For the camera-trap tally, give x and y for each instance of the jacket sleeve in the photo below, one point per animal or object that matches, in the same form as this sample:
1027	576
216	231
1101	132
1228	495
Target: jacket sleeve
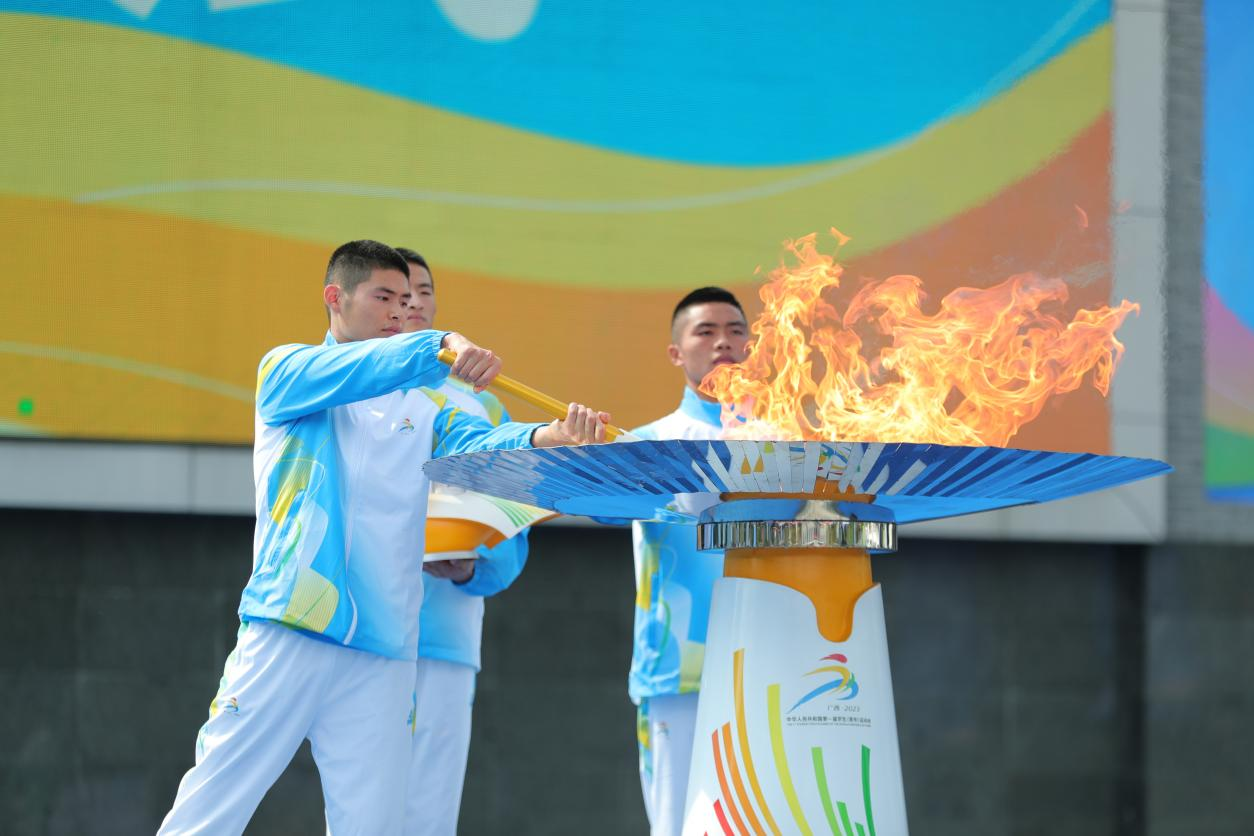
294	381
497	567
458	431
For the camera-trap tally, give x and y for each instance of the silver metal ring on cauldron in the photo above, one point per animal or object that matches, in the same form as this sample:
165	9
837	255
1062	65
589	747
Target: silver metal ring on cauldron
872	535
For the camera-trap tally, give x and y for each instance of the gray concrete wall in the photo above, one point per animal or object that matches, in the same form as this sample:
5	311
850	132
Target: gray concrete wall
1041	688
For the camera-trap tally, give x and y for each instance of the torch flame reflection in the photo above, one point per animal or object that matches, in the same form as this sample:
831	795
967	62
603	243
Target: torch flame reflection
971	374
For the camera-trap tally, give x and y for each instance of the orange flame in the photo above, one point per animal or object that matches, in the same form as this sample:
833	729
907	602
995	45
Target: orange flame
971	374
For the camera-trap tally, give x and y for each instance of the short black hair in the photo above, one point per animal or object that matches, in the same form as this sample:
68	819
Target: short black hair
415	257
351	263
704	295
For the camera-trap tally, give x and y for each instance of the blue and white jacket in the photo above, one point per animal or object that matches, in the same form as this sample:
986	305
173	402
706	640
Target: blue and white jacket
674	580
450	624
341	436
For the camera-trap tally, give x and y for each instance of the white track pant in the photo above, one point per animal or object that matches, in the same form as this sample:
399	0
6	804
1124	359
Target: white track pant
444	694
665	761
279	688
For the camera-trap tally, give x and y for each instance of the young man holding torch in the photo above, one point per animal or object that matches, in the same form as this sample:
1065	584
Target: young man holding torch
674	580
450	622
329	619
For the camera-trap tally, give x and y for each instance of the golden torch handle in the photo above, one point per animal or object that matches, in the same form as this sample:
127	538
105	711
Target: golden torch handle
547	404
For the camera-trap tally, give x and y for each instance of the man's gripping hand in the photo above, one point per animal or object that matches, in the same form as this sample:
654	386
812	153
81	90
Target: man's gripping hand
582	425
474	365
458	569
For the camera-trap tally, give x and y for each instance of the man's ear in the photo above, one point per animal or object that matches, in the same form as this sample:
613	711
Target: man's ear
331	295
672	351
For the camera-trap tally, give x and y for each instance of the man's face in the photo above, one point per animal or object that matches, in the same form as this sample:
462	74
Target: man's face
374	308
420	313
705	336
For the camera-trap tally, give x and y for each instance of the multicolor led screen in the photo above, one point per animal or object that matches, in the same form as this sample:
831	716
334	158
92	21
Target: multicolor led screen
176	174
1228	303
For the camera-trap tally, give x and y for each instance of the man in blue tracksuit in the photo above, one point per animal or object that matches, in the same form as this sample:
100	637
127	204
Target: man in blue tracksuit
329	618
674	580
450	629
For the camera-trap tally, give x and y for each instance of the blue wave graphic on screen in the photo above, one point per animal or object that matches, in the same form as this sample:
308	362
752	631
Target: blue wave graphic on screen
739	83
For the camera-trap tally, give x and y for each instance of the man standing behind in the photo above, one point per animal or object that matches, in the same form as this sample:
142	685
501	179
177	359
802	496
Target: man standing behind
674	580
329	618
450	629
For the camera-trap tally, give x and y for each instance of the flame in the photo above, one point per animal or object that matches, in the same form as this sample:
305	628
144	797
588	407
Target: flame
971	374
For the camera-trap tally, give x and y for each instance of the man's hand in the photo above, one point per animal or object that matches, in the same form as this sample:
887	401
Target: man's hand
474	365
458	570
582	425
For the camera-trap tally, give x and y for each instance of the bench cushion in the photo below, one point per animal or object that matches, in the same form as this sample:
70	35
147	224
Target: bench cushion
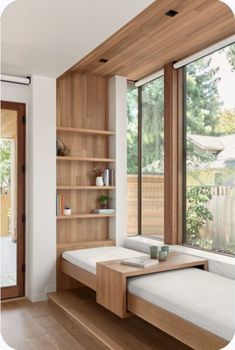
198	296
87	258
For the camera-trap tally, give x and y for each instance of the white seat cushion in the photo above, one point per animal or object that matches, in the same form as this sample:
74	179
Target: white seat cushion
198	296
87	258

* * *

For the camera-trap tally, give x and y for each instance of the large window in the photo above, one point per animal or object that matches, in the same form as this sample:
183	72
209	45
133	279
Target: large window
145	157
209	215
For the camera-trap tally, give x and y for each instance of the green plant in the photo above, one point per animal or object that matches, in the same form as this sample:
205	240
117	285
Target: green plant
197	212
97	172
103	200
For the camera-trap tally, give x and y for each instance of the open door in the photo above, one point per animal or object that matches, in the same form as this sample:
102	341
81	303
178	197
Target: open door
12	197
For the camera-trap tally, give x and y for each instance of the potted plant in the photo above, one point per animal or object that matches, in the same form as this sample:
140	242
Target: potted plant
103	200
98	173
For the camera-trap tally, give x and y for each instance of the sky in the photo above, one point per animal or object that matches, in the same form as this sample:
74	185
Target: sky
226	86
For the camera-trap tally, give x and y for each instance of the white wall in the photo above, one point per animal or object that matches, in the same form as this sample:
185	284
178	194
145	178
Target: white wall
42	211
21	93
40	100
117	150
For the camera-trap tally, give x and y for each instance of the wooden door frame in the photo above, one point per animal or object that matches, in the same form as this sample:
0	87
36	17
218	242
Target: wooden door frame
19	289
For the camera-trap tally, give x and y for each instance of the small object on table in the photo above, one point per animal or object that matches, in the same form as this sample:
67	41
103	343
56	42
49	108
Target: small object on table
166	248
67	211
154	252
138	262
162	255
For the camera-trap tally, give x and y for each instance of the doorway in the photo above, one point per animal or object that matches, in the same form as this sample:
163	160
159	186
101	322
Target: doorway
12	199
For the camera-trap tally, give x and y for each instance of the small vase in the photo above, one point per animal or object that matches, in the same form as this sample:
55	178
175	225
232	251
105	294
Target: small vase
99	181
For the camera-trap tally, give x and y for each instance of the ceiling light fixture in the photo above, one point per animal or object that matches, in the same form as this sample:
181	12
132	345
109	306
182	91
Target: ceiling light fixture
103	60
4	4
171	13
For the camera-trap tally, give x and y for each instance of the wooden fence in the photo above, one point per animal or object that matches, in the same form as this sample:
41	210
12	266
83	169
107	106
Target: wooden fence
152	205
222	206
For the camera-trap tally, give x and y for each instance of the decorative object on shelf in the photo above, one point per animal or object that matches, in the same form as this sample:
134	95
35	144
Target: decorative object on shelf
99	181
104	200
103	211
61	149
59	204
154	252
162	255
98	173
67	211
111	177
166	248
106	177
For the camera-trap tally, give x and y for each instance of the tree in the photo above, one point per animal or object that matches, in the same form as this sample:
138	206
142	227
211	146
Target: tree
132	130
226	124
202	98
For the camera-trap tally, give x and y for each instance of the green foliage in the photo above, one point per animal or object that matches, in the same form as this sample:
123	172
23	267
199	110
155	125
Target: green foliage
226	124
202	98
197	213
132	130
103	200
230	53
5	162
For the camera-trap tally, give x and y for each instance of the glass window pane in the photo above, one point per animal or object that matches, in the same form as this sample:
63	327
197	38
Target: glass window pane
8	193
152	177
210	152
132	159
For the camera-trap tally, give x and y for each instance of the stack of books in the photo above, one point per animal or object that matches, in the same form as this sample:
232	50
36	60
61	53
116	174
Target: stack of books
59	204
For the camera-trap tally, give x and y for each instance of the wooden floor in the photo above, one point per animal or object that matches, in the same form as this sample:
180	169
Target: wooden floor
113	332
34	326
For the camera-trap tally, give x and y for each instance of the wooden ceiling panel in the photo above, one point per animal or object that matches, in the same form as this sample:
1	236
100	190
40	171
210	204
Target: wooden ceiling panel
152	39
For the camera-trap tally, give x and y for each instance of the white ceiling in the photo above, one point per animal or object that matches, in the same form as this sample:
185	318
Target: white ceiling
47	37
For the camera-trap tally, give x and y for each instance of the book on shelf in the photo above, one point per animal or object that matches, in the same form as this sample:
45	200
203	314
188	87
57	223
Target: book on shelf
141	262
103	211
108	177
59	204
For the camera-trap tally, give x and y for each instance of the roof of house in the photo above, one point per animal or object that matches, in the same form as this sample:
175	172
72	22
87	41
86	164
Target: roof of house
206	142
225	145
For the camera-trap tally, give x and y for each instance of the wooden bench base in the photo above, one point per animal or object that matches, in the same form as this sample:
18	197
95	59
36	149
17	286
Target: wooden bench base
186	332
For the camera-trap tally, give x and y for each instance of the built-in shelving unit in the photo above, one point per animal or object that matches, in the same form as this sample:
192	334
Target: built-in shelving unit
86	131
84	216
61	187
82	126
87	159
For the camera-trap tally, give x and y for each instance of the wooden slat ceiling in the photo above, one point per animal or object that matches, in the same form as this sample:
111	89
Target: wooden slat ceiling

Task instructions:
Pull out every line in the material above that contains the string "fixture". Copy each matching line in full, and treat the match as case-sensitive.

Output for this exercise:
For the camera-trap tally, give x and y for each instance of the ceiling light fixture in the photo above, one point per animal or object that matches, in the same form as this sample:
Target: ceiling light fixture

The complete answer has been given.